Extracts from a box-labeled dataset:
····················

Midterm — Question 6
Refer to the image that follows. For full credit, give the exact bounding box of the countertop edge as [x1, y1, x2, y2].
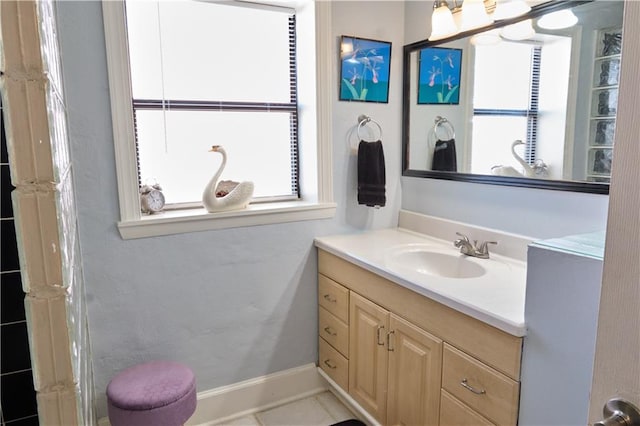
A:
[314, 238, 527, 337]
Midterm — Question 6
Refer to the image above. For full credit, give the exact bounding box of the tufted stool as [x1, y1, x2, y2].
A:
[107, 361, 196, 426]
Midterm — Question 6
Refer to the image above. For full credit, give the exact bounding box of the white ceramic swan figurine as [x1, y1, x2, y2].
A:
[491, 139, 536, 177]
[202, 145, 253, 213]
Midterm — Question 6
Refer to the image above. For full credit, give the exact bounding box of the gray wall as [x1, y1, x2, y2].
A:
[57, 1, 403, 416]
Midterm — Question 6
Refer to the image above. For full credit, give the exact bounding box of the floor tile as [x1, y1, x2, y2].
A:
[316, 392, 356, 423]
[218, 416, 261, 426]
[256, 397, 335, 426]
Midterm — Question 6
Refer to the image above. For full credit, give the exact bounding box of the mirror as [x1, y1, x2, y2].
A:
[403, 0, 624, 194]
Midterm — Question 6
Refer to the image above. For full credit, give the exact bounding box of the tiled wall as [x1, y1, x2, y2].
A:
[0, 95, 38, 426]
[0, 0, 96, 426]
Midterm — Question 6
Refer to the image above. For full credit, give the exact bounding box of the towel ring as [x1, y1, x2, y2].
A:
[433, 115, 456, 141]
[358, 114, 382, 141]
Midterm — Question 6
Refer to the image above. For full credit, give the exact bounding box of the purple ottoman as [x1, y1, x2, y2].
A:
[107, 361, 196, 426]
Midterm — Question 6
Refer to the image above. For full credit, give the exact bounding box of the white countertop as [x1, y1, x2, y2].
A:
[315, 228, 526, 337]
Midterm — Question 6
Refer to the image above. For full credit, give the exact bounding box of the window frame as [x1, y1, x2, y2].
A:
[473, 46, 542, 165]
[102, 0, 336, 239]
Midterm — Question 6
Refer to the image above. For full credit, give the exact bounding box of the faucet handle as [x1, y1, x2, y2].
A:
[456, 232, 469, 243]
[478, 241, 498, 256]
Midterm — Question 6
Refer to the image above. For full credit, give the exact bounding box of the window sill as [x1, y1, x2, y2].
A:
[118, 201, 336, 240]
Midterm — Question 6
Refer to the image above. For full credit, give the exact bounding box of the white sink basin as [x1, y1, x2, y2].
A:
[387, 244, 487, 279]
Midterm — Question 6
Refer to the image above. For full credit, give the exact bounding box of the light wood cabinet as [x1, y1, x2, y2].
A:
[348, 292, 389, 423]
[387, 314, 442, 425]
[318, 250, 522, 426]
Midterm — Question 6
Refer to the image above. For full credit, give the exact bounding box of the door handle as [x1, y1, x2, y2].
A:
[377, 325, 384, 346]
[593, 398, 640, 426]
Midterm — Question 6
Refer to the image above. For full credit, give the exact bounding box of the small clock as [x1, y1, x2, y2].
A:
[140, 184, 164, 214]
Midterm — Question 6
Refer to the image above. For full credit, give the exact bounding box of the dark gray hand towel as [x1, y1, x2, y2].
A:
[431, 139, 458, 172]
[358, 141, 387, 207]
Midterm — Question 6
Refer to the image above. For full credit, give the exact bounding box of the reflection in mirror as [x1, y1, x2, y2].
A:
[403, 1, 624, 193]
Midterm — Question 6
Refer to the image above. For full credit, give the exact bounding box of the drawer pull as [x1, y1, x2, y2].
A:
[324, 359, 338, 370]
[324, 326, 338, 336]
[460, 379, 487, 395]
[378, 325, 384, 346]
[324, 294, 338, 303]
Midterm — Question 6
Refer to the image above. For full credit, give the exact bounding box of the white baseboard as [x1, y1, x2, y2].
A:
[186, 364, 327, 426]
[98, 364, 380, 426]
[317, 367, 381, 426]
[98, 364, 328, 426]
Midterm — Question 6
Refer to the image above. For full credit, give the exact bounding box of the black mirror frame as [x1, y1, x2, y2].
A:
[402, 0, 609, 194]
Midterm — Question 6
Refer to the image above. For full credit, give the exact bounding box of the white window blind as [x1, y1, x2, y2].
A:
[126, 1, 299, 206]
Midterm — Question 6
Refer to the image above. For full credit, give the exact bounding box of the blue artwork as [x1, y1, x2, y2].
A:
[340, 36, 391, 103]
[418, 47, 462, 105]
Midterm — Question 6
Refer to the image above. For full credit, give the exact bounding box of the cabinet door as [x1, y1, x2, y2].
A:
[387, 314, 442, 425]
[349, 292, 389, 424]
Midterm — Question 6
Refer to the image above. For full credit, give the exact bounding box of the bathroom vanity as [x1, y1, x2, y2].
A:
[316, 216, 526, 425]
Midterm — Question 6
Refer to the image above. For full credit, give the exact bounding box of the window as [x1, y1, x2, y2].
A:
[471, 41, 541, 174]
[471, 34, 573, 179]
[103, 1, 335, 238]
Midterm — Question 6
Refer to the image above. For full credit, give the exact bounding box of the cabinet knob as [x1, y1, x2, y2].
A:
[324, 359, 338, 370]
[593, 398, 640, 426]
[324, 294, 338, 303]
[460, 378, 487, 395]
[324, 326, 337, 336]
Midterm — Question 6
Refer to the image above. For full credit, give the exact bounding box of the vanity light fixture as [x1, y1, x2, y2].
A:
[471, 29, 502, 46]
[429, 0, 496, 41]
[460, 0, 493, 31]
[429, 0, 458, 41]
[537, 9, 578, 30]
[500, 19, 536, 41]
[493, 0, 531, 21]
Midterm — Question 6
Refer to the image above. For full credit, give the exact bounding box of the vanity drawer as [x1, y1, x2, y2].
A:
[318, 338, 349, 391]
[439, 390, 493, 426]
[318, 306, 349, 358]
[442, 344, 520, 426]
[318, 275, 349, 324]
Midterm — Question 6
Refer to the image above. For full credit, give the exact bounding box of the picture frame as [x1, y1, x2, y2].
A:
[418, 47, 462, 105]
[339, 35, 391, 103]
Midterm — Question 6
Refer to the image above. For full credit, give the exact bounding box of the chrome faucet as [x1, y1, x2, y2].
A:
[453, 232, 498, 259]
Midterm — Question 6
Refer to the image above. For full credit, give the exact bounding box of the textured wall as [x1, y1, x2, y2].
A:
[58, 1, 403, 415]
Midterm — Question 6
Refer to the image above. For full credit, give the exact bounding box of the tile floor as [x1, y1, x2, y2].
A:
[214, 391, 356, 426]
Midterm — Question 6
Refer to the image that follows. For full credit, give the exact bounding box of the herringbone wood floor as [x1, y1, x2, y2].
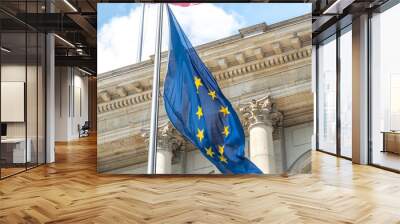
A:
[0, 134, 400, 224]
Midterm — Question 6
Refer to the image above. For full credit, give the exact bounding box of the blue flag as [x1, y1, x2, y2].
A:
[164, 4, 262, 174]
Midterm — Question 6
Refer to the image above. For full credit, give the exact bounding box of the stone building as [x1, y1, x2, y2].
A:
[97, 15, 313, 174]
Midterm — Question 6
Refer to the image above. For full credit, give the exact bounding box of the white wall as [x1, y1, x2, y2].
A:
[55, 67, 88, 141]
[371, 4, 400, 154]
[285, 122, 314, 168]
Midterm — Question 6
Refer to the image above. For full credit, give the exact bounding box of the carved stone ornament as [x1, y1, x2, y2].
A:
[240, 93, 283, 128]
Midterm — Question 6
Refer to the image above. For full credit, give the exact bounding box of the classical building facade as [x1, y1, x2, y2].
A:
[97, 15, 314, 174]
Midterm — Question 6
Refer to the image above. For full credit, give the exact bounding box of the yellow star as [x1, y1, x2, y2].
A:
[196, 129, 204, 142]
[218, 145, 225, 155]
[219, 106, 230, 116]
[194, 76, 203, 92]
[222, 126, 229, 137]
[208, 91, 217, 100]
[206, 146, 214, 157]
[219, 155, 228, 163]
[196, 106, 203, 119]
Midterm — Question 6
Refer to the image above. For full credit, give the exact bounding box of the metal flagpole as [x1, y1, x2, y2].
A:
[147, 3, 164, 174]
[136, 3, 145, 62]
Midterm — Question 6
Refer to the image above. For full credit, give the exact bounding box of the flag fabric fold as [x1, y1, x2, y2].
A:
[164, 6, 262, 174]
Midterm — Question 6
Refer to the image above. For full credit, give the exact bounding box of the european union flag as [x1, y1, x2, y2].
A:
[164, 7, 262, 174]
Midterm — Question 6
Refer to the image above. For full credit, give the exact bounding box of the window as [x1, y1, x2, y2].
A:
[317, 35, 336, 153]
[370, 4, 400, 170]
[339, 25, 353, 158]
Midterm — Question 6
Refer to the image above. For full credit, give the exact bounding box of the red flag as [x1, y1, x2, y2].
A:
[171, 2, 199, 7]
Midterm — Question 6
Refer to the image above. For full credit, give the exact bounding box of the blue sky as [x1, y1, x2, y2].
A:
[97, 3, 311, 31]
[97, 3, 311, 72]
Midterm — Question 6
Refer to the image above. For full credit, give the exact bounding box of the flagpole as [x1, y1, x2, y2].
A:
[147, 3, 164, 174]
[136, 3, 145, 62]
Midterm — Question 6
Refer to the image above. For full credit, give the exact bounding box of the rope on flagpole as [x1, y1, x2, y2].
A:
[147, 3, 164, 174]
[136, 3, 145, 63]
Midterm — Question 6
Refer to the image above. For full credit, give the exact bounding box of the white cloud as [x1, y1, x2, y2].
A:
[97, 4, 242, 73]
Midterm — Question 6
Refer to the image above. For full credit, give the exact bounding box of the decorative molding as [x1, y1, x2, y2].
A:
[98, 47, 311, 113]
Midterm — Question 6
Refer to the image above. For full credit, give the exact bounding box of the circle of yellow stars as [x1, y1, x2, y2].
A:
[194, 76, 230, 164]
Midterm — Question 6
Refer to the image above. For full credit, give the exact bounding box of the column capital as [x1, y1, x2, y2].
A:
[240, 93, 283, 128]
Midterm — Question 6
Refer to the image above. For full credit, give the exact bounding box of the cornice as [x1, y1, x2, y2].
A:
[97, 46, 311, 114]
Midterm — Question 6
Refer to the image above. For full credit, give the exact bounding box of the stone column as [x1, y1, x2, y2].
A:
[143, 122, 182, 174]
[156, 146, 173, 174]
[240, 95, 284, 174]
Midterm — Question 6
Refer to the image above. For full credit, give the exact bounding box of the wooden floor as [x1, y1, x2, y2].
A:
[0, 137, 400, 224]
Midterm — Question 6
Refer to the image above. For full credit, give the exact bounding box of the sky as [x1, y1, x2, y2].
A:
[97, 3, 311, 73]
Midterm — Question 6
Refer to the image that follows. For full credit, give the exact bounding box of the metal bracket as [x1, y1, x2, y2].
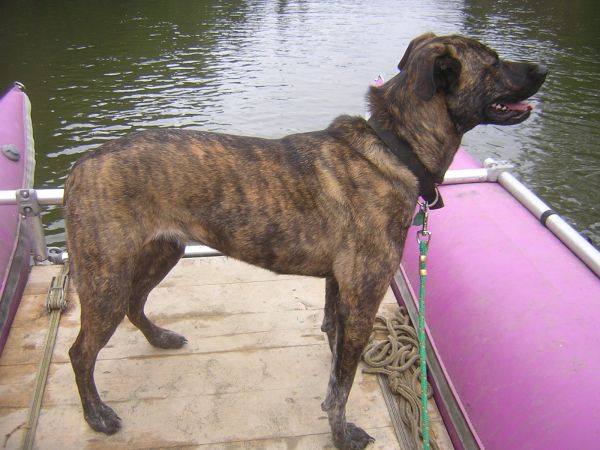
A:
[16, 189, 48, 263]
[483, 158, 515, 182]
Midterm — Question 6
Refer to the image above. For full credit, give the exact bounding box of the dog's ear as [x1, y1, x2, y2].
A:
[398, 33, 435, 70]
[415, 44, 462, 100]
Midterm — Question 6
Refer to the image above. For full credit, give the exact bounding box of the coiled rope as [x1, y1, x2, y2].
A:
[363, 306, 439, 450]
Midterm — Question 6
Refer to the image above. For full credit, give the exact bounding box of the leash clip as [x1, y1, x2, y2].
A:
[417, 199, 437, 244]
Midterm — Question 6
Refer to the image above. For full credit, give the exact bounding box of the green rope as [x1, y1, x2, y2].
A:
[419, 240, 430, 450]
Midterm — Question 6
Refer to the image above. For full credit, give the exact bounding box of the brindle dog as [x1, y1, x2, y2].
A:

····················

Work instructions
Write out the records from their first line through the line containing "[0, 0, 96, 426]", both ends included, and leave out the pictures.

Response for this exercise
Midterm — Question 6
Refer to the image that follows. For full credit, give the exact bounding box of the countertop edge as [x1, y1, x2, y2].
A:
[314, 238, 527, 337]
Midterm — Question 6
Refer to the image above. For full credit, give the exact bounding box of the tufted stool as [x1, y1, x2, y2].
A:
[107, 361, 196, 426]
Midterm — Question 6
Refer to the image above. For full credit, give the exact bounding box of the white ceramic swan figurine as [x1, y1, x2, y2].
A:
[491, 139, 536, 177]
[202, 145, 253, 213]
Midterm — Question 6
Refer to the image above. For full credit, give the exact bounding box of the gray wall as [x1, y1, x2, y2].
A:
[57, 1, 403, 416]
Midterm — Question 6
Refer to the image above. For full credit, give the exact bounding box of the floor tile as [x1, y1, x2, y2].
A:
[316, 392, 356, 423]
[218, 416, 261, 426]
[256, 397, 335, 426]
Midterm — Question 6
Refer to the image above. For full credit, give the exact bounding box of the mirror as [x1, y1, x2, y2].
A:
[403, 0, 624, 194]
Midterm — Question 6
Refer to the image above. For full credit, give the exact bounding box of the tiled wall as [x1, y1, x2, y2].
A:
[0, 95, 38, 426]
[0, 0, 96, 426]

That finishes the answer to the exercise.